■ **Supplied passage**

The law says you could. But whether you should or would will be determined by what you expect from your children’s education.
When the Basic Education Act 2013 became operational, for the first time in the history of this country it recognised madrasa schools as part of formal education.
Before then, madrasa and duksi schools were operating on the sidelines of regular schools – most of them opening in odd hours, at odd places with odd expectations.
Then the government started the compulsory Free Primary Education in 2002 and parents who were sending their children to madrasa or duksi schools instead of regular school found themselves at odds with President Mwai Kibaki’s policy on education.
Since madrasa schools were not recognised by law as centres of providing knowledge, parents who preferred the religious institutions to secular schools risked imprisonment or a hefty fine for their action after the enactment for free primary education law.
In 2013 President Uhuru Kenyatta signed into law the Basic Education Act which not only diffused a brewing possibility of conflict between the Muslim community and the government, but also turned a new page in the history of Muslims’ religious form of education.
“The importance of recognition by the law means that now parents can send their children to madrasa or duksi schools without breaking any law,” says sheikh Ibrahim Lethome, a lawyer and consultant on religious issues.
Basic education includes all levels of schools from nursery to technical colleges but excludes universities as institutions of higher learning, says sheikh Lethome.
Even though the law has been in existence for the last six years, the groundwork for formalising madrasa schools are still ongoing as stakeholders try to come up with a curriculum that will guide all madrasa institutions nationally.
“For the recognition to have effect,” says sheikh Lethome, “we must first have a single curriculum as opposed to each madrasa having its own curriculum which has been the case.”
This means that if you are sending your child to madrasa before the unveiling of a single curriculum, you could be outside the protection of the law.
Muslim Education Council (MEC) is the organisation which is tasked with handling all Muslim matters with regard to education and it is already working on a single national curriculum.
Sheikh Ahmed Yusuf, chairman of a committee formed by MEC to develop the curriculum, warns that sending children to madrasa before establishment of curriculum could end badly.
“If the law was enforced today,” says sheikh Yusuf, “all parents of the children who are going to madrasa would be rounded up and put in prison.”
He emphasises on the need and urgency of having the curriculum saying it is something that is not optional but should be done soon.

■ **Given task A**
Summarize the article on madrasa schools in two sentences.
■ **Given task B**
From the article on madrasa schools, return word for word the passage that opens with the words "Even though the" and ends after "of the law.".

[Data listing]
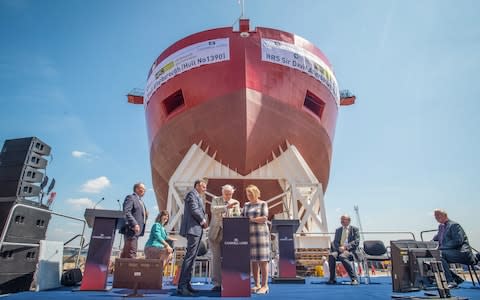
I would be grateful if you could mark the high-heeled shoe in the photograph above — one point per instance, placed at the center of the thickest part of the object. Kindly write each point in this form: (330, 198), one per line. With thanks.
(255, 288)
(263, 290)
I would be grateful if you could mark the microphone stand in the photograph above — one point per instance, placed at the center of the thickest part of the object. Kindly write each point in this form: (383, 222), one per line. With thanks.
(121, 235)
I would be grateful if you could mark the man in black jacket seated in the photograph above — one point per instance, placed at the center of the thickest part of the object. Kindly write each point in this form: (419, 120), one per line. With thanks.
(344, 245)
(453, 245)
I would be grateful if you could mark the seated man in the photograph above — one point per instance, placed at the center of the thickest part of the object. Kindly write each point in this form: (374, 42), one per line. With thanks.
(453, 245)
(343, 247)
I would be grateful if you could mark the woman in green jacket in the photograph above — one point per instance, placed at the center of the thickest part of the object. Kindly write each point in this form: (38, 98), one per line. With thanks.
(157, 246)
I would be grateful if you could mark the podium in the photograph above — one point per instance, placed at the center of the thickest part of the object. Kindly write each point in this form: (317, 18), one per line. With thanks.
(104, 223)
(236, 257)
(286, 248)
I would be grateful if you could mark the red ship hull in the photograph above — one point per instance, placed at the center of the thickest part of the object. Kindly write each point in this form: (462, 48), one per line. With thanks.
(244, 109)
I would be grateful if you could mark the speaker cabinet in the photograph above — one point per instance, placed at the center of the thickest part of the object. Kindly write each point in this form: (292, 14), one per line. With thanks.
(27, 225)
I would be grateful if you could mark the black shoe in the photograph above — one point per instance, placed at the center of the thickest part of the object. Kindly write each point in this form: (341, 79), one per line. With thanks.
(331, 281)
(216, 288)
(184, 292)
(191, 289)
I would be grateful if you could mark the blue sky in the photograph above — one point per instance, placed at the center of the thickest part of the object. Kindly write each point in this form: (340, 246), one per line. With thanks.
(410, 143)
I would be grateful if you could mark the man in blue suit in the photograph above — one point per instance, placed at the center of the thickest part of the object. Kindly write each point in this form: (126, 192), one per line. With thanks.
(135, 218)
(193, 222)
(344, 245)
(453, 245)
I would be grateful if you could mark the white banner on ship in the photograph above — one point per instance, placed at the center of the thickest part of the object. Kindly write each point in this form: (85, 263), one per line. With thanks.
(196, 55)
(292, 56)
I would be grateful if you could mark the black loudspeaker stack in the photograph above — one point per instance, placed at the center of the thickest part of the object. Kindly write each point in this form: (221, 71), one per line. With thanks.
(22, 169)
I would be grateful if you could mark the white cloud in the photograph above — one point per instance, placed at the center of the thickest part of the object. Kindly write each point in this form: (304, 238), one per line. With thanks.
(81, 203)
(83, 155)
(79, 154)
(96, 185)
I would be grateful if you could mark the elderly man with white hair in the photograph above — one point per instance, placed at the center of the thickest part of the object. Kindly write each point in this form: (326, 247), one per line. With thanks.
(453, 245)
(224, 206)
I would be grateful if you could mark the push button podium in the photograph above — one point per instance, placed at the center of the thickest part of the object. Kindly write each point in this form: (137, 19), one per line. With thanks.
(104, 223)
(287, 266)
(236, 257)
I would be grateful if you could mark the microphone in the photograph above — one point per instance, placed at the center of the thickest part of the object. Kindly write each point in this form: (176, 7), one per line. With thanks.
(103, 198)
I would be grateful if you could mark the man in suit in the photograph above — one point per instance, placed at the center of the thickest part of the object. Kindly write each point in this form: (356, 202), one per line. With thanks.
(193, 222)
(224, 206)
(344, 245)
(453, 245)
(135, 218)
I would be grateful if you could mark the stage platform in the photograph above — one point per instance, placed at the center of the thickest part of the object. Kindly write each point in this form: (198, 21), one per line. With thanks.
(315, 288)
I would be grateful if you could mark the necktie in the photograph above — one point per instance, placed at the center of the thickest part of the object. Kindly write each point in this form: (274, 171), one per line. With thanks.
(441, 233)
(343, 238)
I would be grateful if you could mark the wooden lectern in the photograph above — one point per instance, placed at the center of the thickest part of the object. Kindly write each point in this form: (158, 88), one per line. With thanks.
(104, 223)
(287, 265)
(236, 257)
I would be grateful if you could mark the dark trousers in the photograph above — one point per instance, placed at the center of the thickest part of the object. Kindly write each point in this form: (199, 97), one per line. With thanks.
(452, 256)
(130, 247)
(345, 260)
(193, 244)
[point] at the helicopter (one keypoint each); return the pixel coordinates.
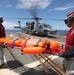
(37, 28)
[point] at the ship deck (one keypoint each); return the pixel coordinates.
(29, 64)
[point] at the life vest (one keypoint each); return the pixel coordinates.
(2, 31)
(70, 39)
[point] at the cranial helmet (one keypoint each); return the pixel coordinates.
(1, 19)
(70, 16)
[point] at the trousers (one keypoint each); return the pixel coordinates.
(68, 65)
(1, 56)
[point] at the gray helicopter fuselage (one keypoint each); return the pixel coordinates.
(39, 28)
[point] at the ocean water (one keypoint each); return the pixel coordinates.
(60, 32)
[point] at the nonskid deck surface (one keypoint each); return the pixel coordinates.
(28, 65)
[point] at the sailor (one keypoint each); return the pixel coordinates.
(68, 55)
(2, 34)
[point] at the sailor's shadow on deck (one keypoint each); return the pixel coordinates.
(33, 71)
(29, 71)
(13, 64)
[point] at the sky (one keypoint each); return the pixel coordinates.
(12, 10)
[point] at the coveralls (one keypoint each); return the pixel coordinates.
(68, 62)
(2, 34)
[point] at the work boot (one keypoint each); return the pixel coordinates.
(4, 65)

* * *

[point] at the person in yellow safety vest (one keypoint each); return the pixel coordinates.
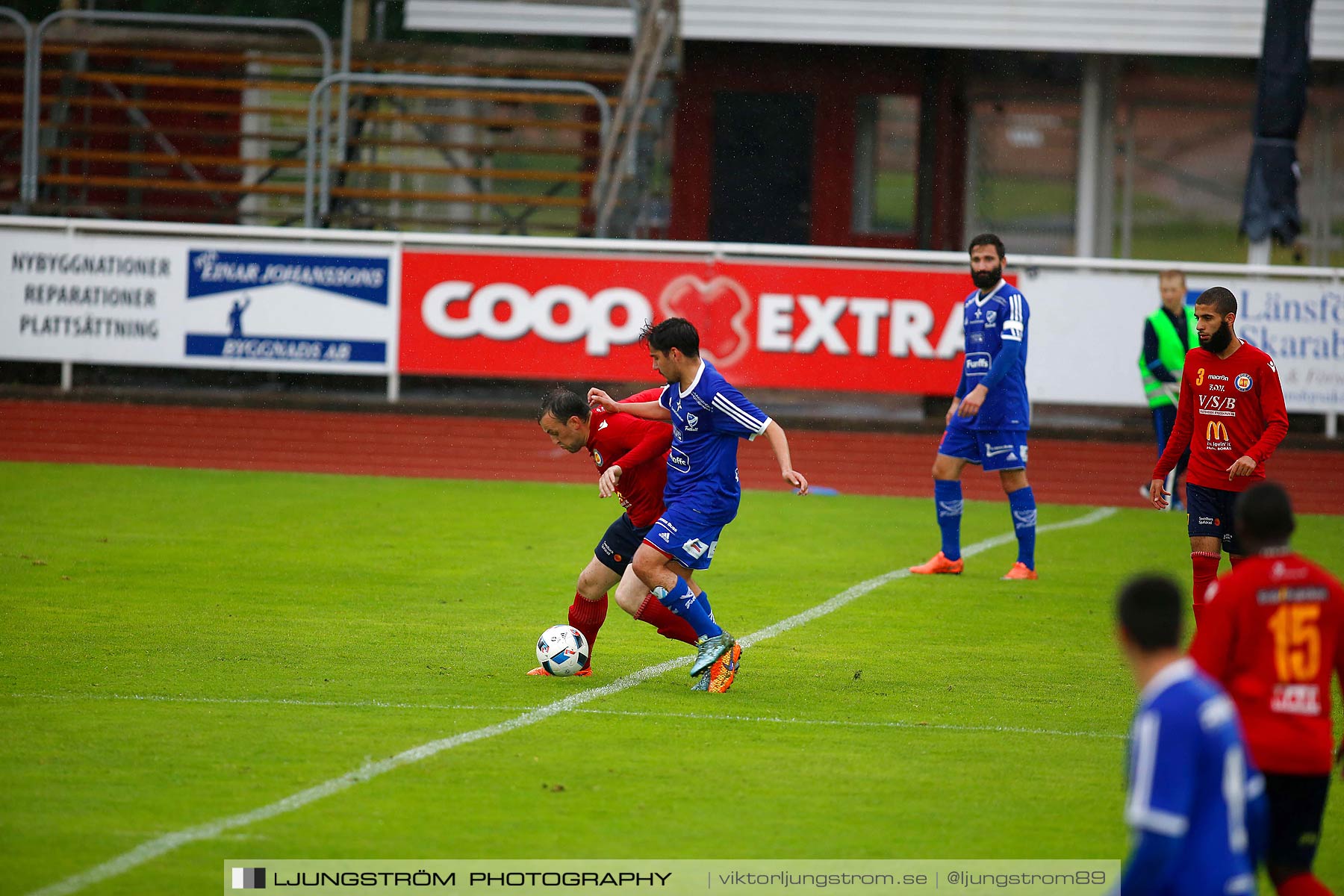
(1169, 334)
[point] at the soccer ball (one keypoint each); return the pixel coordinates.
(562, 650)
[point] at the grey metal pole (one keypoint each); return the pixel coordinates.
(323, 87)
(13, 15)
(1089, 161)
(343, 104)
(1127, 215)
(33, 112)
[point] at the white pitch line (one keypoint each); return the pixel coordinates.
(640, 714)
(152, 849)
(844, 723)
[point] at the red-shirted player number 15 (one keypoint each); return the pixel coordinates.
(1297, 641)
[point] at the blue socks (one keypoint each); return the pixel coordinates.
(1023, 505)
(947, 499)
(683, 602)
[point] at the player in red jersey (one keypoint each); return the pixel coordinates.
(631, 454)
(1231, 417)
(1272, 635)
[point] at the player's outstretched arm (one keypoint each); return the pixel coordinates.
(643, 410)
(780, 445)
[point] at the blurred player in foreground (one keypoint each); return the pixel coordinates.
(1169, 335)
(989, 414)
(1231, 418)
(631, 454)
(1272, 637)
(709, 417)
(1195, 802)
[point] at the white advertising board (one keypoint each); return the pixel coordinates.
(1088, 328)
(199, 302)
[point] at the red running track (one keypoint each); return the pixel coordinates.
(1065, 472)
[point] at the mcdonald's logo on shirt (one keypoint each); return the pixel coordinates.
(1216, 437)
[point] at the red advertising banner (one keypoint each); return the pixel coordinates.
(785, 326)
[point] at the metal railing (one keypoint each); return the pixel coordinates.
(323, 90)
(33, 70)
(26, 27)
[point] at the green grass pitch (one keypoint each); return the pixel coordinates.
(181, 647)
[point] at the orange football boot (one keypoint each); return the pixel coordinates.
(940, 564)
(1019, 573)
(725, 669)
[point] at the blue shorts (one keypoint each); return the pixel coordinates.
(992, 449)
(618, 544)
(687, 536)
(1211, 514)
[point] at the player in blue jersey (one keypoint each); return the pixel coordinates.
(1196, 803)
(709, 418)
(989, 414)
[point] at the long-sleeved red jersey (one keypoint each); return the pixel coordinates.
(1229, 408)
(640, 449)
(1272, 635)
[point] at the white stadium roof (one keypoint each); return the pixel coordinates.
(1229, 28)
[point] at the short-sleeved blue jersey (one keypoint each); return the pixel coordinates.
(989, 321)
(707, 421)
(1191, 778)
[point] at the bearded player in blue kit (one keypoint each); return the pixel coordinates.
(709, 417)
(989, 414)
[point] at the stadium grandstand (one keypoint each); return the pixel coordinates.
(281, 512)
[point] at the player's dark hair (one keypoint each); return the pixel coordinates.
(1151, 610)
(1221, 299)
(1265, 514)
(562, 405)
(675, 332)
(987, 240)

■ **Expected output A**
The Basic Education Act 2013 recognized madrasa schools as part of formal education for the first time, which means parents can now send their children to madrasa or duksi schools without breaking any law. The groundwork is still ongoing, because a single national curriculum is needed for the recognition to take effect, and the Muslim Education Council is already working on one.

■ **Expected output B**
Even though the law has been in existence for the last six years, the groundwork for formalising madrasa schools are still ongoing as stakeholders try to come up with a curriculum that will guide all madrasa institutions nationally.
“For the recognition to have effect,” says sheikh Lethome, “we must first have a single curriculum as opposed to each madrasa having its own curriculum which has been the case.”
This means that if you are sending your child to madrasa before the unveiling of a single curriculum, you could be outside the protection of the law.